§ Records to process:
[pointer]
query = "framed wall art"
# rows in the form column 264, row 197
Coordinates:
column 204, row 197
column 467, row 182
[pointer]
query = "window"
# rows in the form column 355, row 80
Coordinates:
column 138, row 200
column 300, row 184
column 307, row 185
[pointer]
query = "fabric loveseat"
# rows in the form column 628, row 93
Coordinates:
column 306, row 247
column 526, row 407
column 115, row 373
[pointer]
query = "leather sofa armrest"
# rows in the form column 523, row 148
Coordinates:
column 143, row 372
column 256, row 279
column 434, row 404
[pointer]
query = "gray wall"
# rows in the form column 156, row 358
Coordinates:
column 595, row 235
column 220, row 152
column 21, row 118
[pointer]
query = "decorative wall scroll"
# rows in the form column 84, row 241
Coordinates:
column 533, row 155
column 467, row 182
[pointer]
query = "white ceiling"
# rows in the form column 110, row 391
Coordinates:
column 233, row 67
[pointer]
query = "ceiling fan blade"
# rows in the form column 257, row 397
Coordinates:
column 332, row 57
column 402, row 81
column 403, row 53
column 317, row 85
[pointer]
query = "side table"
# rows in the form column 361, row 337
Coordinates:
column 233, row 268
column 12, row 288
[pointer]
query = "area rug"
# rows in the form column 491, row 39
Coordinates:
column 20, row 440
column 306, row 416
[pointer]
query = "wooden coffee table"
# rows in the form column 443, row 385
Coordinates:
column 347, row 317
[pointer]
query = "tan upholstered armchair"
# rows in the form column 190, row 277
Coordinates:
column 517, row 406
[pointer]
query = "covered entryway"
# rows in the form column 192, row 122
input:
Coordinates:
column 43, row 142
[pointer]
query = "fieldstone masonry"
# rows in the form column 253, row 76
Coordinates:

§ The task: What is needed is the count of lines in the records that include the word "table", with no other text.

§ Reply: 2